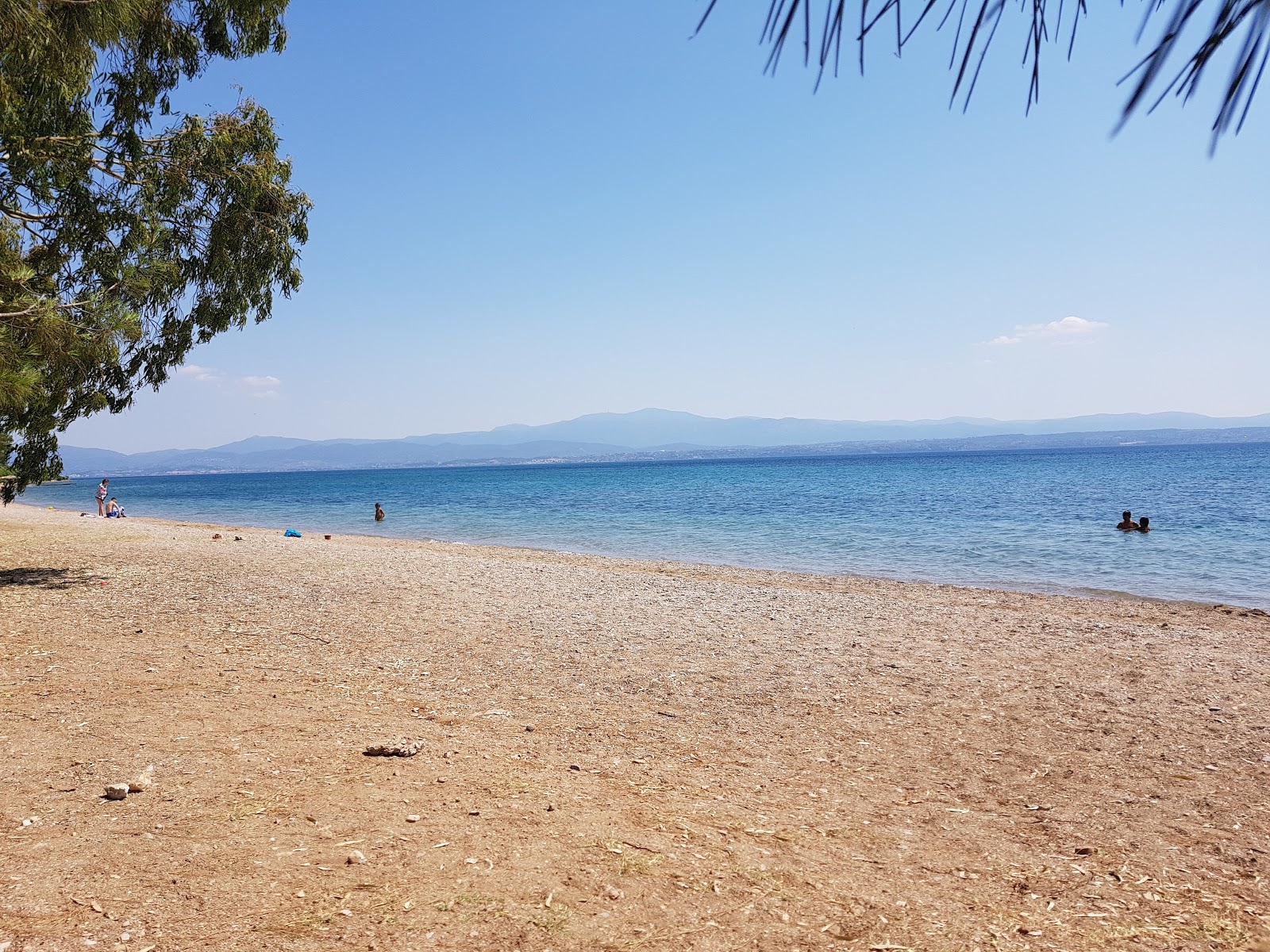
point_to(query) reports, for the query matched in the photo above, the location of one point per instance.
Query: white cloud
(1067, 327)
(203, 374)
(264, 387)
(1071, 328)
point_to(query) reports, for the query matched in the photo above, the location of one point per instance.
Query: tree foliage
(127, 232)
(1238, 29)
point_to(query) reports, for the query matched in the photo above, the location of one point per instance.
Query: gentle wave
(1033, 520)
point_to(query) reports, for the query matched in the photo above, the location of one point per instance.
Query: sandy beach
(615, 754)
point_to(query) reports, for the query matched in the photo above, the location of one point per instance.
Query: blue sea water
(1033, 520)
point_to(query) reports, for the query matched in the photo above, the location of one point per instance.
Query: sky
(525, 213)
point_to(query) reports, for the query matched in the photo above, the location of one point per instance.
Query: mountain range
(667, 435)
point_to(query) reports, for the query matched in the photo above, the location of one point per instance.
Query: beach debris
(395, 748)
(143, 781)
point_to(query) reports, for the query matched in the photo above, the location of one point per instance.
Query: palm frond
(1238, 25)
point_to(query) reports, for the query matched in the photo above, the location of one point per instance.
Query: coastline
(616, 752)
(1001, 587)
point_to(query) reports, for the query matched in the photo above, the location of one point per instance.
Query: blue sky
(530, 211)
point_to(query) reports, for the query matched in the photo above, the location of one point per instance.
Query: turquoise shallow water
(1035, 520)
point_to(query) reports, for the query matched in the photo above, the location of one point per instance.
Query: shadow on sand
(44, 578)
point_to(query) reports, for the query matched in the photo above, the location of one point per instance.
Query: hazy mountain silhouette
(658, 432)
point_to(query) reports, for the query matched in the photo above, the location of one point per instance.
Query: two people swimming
(1128, 524)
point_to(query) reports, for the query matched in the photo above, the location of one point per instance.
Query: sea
(1035, 520)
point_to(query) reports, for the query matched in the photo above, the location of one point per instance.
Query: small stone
(143, 781)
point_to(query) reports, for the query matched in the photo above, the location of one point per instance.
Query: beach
(615, 753)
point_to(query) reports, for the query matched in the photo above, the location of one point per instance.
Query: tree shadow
(42, 578)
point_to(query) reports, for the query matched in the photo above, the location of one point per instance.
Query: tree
(127, 234)
(1240, 29)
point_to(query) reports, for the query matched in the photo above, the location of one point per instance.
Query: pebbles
(394, 748)
(143, 781)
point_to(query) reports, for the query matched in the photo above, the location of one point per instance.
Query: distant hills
(667, 435)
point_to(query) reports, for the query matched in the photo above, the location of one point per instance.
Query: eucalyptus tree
(129, 232)
(1191, 37)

REQUIRED ACTION -> Copy all of the data word for word, and keep the pictures out of it.

TASK OUTPUT ->
point_to(query) reports, for the query matched in the photo above, the location of one point per instance.
Query: white cloud
(1067, 327)
(203, 374)
(264, 387)
(1071, 328)
point_to(query) reports, for the query matched in the photo above, the location of one point per instance.
Query: tree foliage
(127, 232)
(1238, 29)
point_to(query) reports, for the query matched in the photo above, the location of one point per instance.
Query: gentle wave
(1033, 520)
point_to(query) reports, for the query matched in the photo above, the location of one point per instance.
Query: sandy beach
(615, 754)
point_to(query) reports, for the query matched in the photo above, the location of one point per instance.
Query: blue sea water
(1033, 520)
point_to(query) reports, for the query matched in the photo above, the location of one point per instance.
Query: sky
(525, 213)
point_to(query) reports, for the query matched in the photo above, the location of one point per instance.
Query: mountain range
(667, 435)
point_to(query) reports, for the query matched in the photo above, the location of one point per instance.
Query: beach debris
(395, 748)
(143, 781)
point_to(query) reports, for the query matched in the photo above, the location of one point per instance.
Query: palm frond
(1238, 25)
point_to(query) reports, for the query matched in the photo above, the location of one point per instance.
Query: coastline
(616, 752)
(1001, 587)
point_to(query) reports, for the query matched in the photo above, the location of one point per instance.
Query: blue sky
(530, 211)
point_to(query) reports, for the query matched in the photo above, the location of one point per instance.
Query: turquoise shallow water
(1035, 520)
point_to(query) reports, for the query matched in the photo above, the location of one point per instance.
Query: shadow on sand
(44, 578)
point_to(query) reports, for the query matched in the photo above, the location of one point per instance.
Query: hazy mountain silhouette
(658, 432)
point_to(query) reports, for the query matched in the photo above, the location of one point per instance.
Query: two people swimming
(1128, 524)
point_to(query) reports, for the query matched in the photo above, the location of one point per instance.
Query: sea
(1035, 520)
point_to(query) reports, for the query matched in the photo above, the location of one point per instance.
Query: small stone
(143, 781)
point_to(query) reports, for the query matched in the photo above, the location of one point per instance.
Query: beach
(615, 753)
point_to(query) reports, for the query matched in the photo above, the location of one point per instance.
Query: tree shadow
(42, 578)
point_to(query) reports, for the query matched in the photo above, the location of one point per instance.
Query: tree
(127, 234)
(1240, 29)
point_to(query) reports, for the query matched in the photo above, the location of one point per instance.
Query: pebbles
(394, 748)
(143, 781)
point_to(query) reports, for the query matched in the photo above, the location of one point per instance.
Query: distant hills
(667, 435)
point_to(query) reports, for the query matched in the photo above, the location of one point per instance.
Query: eucalyptus tree
(129, 232)
(1191, 37)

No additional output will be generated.